■ **Exercise prompt**
Can you retype only the lines from the one with "Wildlife-tally request: put a marker on the mountain in" through the final line of the material, exactly as given?
* Start Data records *
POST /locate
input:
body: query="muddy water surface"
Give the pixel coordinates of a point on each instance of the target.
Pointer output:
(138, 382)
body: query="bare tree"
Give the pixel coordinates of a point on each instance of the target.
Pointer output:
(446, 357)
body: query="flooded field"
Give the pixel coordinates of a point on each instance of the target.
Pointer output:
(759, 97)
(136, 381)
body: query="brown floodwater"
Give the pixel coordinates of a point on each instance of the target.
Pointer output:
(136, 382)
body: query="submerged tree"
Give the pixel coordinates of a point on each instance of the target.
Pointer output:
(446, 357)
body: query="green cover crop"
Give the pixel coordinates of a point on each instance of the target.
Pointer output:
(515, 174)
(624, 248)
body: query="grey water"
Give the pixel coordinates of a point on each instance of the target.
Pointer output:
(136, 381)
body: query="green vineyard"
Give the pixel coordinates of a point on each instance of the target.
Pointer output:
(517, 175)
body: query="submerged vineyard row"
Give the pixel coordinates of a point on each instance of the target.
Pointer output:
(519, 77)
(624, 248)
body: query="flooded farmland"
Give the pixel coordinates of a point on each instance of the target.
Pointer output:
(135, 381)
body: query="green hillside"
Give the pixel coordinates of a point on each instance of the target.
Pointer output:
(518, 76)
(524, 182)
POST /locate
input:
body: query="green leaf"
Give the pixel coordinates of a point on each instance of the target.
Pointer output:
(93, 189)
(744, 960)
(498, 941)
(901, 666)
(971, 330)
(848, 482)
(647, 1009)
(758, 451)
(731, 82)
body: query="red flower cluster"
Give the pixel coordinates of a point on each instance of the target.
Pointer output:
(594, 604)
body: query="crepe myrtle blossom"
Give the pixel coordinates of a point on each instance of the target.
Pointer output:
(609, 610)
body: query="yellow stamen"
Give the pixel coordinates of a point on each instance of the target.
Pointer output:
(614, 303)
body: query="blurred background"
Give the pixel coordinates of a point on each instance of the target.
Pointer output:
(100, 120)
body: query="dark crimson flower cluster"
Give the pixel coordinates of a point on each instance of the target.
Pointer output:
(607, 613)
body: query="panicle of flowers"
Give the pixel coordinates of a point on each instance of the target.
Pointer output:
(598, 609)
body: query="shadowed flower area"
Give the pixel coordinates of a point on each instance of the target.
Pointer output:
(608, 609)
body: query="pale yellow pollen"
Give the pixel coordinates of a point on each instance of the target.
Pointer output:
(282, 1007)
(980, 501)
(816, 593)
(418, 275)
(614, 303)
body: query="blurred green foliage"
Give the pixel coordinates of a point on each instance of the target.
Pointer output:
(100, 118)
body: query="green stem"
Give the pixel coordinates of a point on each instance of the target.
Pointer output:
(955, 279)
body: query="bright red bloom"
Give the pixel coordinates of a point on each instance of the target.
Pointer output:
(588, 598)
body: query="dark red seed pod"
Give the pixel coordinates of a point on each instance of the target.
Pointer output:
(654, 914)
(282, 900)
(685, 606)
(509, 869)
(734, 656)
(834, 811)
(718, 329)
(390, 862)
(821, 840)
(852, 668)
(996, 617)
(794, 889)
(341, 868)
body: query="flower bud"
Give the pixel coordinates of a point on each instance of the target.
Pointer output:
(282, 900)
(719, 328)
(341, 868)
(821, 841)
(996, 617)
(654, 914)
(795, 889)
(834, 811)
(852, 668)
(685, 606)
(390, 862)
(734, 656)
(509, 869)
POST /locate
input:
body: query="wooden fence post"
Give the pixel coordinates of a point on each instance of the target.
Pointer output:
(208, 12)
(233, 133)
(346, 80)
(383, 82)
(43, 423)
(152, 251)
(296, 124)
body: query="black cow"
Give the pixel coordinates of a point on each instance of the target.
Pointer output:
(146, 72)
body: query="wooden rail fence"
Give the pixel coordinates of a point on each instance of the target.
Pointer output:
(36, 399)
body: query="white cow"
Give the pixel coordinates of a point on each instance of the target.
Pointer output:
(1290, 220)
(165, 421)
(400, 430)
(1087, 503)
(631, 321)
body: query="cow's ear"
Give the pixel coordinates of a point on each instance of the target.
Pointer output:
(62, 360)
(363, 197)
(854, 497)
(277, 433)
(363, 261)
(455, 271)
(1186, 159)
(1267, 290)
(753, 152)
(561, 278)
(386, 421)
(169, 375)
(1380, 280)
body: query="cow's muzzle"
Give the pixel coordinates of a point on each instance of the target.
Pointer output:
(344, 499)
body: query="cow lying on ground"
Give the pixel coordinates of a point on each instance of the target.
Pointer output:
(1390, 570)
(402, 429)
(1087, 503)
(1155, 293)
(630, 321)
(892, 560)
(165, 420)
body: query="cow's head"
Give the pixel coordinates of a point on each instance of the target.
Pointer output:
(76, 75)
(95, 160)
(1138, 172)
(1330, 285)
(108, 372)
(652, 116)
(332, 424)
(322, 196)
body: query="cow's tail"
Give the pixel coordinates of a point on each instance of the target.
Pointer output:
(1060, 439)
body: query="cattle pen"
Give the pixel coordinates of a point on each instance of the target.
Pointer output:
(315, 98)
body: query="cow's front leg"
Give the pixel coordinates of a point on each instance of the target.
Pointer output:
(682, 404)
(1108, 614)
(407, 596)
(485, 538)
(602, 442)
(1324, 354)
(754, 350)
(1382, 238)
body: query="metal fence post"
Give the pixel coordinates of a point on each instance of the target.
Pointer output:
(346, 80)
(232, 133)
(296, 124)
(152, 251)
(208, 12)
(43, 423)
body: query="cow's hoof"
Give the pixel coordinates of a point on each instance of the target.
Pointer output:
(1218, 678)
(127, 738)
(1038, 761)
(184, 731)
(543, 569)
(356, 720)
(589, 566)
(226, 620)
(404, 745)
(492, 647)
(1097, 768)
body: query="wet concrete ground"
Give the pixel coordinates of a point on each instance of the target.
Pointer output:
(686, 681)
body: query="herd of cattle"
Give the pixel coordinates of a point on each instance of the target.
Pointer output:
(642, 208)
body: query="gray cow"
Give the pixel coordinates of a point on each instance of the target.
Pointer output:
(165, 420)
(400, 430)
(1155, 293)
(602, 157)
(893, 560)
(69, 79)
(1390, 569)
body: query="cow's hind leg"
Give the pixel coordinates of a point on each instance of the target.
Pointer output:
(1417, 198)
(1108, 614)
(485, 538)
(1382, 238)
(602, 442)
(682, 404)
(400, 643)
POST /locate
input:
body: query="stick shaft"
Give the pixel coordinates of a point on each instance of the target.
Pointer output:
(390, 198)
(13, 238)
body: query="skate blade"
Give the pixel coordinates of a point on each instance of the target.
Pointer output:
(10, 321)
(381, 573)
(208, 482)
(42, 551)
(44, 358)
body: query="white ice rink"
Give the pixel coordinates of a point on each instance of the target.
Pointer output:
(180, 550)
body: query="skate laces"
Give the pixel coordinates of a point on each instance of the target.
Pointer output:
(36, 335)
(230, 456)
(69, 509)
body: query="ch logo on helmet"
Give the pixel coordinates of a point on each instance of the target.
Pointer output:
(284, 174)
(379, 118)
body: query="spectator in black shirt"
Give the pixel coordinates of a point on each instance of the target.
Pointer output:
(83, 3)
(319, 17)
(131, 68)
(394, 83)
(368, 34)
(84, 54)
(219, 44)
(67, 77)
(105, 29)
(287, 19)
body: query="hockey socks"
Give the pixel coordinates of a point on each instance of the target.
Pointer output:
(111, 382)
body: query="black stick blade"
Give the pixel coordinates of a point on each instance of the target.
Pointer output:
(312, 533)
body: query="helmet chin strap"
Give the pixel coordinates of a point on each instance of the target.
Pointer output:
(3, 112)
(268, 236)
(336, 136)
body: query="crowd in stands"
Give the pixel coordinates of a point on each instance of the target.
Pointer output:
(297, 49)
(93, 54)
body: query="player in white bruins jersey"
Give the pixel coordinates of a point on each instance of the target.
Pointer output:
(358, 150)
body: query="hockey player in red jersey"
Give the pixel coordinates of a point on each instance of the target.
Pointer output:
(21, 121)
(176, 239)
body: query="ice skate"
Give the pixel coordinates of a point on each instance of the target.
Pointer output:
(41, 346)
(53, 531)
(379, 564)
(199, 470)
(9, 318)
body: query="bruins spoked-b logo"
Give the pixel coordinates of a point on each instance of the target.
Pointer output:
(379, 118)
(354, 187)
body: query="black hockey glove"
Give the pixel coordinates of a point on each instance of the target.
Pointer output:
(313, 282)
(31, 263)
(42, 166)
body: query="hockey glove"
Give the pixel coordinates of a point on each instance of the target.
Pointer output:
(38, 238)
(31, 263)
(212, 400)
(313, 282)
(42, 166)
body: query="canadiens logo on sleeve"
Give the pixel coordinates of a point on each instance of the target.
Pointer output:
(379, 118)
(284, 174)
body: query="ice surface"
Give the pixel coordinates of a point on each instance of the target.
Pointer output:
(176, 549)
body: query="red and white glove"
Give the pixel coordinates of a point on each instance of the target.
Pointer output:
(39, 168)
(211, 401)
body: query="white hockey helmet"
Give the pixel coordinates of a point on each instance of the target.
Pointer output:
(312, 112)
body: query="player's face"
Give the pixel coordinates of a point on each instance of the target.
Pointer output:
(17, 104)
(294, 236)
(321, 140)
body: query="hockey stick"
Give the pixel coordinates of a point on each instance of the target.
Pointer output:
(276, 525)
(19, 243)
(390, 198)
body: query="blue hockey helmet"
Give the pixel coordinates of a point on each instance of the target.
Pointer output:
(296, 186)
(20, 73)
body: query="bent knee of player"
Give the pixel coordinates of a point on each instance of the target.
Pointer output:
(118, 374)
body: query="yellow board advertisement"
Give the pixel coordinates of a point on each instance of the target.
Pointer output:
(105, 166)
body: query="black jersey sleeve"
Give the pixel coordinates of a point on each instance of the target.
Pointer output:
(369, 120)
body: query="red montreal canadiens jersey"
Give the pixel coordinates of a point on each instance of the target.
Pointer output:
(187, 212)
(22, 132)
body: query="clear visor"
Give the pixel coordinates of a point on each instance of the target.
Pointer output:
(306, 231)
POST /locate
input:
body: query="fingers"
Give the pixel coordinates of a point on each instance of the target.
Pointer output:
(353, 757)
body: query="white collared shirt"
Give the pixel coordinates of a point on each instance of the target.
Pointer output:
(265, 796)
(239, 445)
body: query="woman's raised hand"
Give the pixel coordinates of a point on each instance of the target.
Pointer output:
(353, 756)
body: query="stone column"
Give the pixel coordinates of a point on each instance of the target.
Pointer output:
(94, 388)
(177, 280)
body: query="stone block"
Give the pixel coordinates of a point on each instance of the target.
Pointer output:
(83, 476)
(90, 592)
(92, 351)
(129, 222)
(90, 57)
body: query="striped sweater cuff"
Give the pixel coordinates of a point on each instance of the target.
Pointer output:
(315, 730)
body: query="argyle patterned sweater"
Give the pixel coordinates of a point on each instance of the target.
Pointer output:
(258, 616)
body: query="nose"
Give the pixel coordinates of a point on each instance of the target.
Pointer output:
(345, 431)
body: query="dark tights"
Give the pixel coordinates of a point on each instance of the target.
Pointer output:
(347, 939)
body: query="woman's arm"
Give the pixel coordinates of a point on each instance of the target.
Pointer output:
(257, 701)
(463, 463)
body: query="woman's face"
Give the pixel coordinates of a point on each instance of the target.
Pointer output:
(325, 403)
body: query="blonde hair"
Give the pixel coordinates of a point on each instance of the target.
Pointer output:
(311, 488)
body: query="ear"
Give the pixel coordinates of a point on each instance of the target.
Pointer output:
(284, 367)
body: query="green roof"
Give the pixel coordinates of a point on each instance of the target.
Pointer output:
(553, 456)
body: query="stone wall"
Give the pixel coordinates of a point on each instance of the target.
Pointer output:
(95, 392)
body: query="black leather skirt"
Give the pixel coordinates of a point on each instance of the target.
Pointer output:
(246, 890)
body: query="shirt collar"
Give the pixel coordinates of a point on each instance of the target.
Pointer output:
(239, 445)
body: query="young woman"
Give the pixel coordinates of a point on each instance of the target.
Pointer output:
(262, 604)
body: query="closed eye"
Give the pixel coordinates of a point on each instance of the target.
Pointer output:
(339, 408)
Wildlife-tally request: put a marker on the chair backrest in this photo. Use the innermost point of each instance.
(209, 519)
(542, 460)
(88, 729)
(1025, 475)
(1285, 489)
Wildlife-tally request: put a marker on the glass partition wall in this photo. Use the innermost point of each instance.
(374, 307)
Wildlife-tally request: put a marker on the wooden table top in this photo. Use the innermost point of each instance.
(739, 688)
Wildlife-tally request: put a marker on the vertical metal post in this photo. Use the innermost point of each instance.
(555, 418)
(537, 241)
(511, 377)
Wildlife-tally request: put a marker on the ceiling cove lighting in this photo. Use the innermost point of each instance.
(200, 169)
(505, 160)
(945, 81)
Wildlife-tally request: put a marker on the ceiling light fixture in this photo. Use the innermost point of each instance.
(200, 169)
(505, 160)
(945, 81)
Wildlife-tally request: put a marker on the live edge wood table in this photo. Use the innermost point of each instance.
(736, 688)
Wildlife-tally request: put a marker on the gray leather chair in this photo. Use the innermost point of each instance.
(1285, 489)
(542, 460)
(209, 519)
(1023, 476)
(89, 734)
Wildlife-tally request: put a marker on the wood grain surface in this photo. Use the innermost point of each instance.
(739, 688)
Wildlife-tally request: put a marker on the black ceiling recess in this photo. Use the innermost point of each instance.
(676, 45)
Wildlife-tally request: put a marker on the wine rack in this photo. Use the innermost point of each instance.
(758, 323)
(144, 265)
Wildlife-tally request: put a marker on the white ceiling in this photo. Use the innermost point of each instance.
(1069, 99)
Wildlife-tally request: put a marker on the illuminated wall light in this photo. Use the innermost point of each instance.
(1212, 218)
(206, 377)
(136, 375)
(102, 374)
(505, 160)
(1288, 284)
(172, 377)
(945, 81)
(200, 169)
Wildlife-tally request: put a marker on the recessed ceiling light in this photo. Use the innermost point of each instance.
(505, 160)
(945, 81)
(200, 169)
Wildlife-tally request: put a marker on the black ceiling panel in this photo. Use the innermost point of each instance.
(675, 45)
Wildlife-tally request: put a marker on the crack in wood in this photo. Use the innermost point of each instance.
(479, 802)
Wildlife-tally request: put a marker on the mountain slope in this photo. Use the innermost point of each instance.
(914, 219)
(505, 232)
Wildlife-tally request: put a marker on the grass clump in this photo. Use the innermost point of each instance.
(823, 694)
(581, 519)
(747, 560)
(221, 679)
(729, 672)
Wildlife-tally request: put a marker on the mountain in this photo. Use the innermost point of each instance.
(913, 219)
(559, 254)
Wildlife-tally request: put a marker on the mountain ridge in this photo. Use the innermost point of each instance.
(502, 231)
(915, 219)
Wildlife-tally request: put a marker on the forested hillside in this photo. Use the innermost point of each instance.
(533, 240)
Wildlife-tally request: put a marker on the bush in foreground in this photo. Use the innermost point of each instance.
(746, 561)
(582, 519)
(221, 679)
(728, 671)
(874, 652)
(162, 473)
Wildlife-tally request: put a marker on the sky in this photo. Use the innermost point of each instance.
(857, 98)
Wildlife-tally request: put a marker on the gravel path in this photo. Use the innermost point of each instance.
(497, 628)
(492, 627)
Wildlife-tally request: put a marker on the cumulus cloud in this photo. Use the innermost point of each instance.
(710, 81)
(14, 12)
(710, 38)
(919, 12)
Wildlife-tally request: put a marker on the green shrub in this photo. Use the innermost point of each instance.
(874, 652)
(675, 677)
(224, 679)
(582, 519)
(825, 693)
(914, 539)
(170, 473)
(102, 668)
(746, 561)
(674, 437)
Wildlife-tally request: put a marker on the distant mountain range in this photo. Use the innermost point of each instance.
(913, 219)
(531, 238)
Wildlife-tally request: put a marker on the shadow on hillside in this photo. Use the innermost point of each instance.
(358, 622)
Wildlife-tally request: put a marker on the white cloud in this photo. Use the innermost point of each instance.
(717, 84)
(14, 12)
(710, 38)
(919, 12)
* End Data records *
■ **Output below**
Wildlife-tally request: put a marker on the mountain in this photo. Use the innermost point of each instance.
(913, 219)
(559, 254)
Wildlife-tally request: put a marker on the mountain ridge in this photo. Use the innermost point of each instance.
(502, 231)
(915, 219)
Wildlife-tally request: put a marker on the forested hillside in this photo. Use the innermost point of each instance.
(533, 240)
Wildlife-tally request: put a marker on the bush in foreground in this photo. Use the innermost point of each instance.
(746, 561)
(582, 519)
(221, 679)
(728, 671)
(874, 652)
(162, 473)
Wildlife-tally request: put a marker on the sky in this photo. Use the innermost point of each instance.
(857, 98)
Wildlife-tally request: put a marker on the gravel path in this photo. Use the innermost point of each instance.
(497, 628)
(492, 627)
Wildlife-tally request: put a marker on the cumulus cloud in this photo. Use the innermost point of each instance.
(710, 81)
(14, 12)
(710, 38)
(919, 12)
Wildlife-tally request: put a marker on the green shrub in this photo. Use the innermost point of each instance.
(874, 652)
(675, 677)
(224, 679)
(582, 519)
(825, 693)
(914, 539)
(170, 473)
(102, 668)
(746, 561)
(674, 437)
Wildlife-tally request: put a marker on the distant mountain range in this photo. Use the innermost point of each instance.
(913, 219)
(531, 238)
Wildlife-tally request: put a marker on the shadow on hillside in this photo. Use the innermost point of each instance.
(358, 622)
Wildlife-tally request: put a marker on the white cloud in this photo. Use the innermost point of each instance.
(717, 84)
(14, 12)
(710, 38)
(919, 12)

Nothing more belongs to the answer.